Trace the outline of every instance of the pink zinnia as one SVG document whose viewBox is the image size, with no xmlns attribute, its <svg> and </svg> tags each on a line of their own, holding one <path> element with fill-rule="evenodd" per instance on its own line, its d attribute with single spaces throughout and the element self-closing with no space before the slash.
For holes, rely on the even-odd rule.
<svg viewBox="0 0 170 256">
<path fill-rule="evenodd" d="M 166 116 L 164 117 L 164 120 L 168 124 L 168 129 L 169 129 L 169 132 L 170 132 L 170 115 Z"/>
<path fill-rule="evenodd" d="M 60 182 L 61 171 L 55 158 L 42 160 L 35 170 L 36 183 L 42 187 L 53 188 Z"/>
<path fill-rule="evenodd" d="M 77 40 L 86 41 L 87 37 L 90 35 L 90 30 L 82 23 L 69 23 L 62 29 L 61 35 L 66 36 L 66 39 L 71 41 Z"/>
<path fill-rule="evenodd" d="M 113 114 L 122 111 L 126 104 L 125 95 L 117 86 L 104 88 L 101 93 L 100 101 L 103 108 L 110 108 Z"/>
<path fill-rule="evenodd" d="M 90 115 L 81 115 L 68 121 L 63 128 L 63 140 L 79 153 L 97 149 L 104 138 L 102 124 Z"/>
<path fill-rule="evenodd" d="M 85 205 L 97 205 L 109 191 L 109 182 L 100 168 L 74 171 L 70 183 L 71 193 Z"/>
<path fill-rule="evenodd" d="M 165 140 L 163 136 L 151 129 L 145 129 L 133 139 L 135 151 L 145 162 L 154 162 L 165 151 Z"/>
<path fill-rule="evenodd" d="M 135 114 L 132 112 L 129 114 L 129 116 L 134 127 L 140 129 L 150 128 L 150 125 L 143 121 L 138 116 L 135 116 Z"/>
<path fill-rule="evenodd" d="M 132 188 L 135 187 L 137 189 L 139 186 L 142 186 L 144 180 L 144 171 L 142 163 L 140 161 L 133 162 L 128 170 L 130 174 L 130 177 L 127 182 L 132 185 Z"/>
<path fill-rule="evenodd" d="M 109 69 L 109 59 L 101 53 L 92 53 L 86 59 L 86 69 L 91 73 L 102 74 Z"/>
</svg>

> TASK DETAILS: Write out the whole listing exactly.

> SOLUTION TO THIS EXERCISE:
Trace the outline of every instance of the pink zinnia as one SVG document whose viewBox is the image size, with no xmlns attribute, its <svg> and </svg> tags each on a line of their own, holding one <path> element with fill-rule="evenodd" per instance on its own line, its d attribute with single spaces throughout and the element self-closing with no space before the slash.
For holes, rely on the even-odd rule.
<svg viewBox="0 0 170 256">
<path fill-rule="evenodd" d="M 166 116 L 164 117 L 164 120 L 168 124 L 168 129 L 169 129 L 169 132 L 170 132 L 170 115 Z"/>
<path fill-rule="evenodd" d="M 60 182 L 61 171 L 55 158 L 42 160 L 35 170 L 36 183 L 42 187 L 53 188 Z"/>
<path fill-rule="evenodd" d="M 77 40 L 86 41 L 87 37 L 90 35 L 90 30 L 82 23 L 69 23 L 62 29 L 61 35 L 66 36 L 66 39 L 71 41 Z"/>
<path fill-rule="evenodd" d="M 113 114 L 122 111 L 126 104 L 125 95 L 117 86 L 104 88 L 101 93 L 100 101 L 103 108 L 110 108 Z"/>
<path fill-rule="evenodd" d="M 90 115 L 81 115 L 68 121 L 63 128 L 63 140 L 79 153 L 97 149 L 104 138 L 102 124 Z"/>
<path fill-rule="evenodd" d="M 85 205 L 97 205 L 109 191 L 109 182 L 100 168 L 74 171 L 70 183 L 71 193 Z"/>
<path fill-rule="evenodd" d="M 165 140 L 163 136 L 151 129 L 145 129 L 133 139 L 135 151 L 145 162 L 154 162 L 165 151 Z"/>
<path fill-rule="evenodd" d="M 135 114 L 132 112 L 129 114 L 129 116 L 134 127 L 140 129 L 150 128 L 150 125 L 143 121 L 138 116 L 135 116 Z"/>
<path fill-rule="evenodd" d="M 132 188 L 135 187 L 137 189 L 139 186 L 142 186 L 144 180 L 144 171 L 142 163 L 140 161 L 133 162 L 128 170 L 130 174 L 130 177 L 127 182 L 132 185 Z"/>
<path fill-rule="evenodd" d="M 109 69 L 109 59 L 101 53 L 92 53 L 86 59 L 86 69 L 91 73 L 102 74 Z"/>
</svg>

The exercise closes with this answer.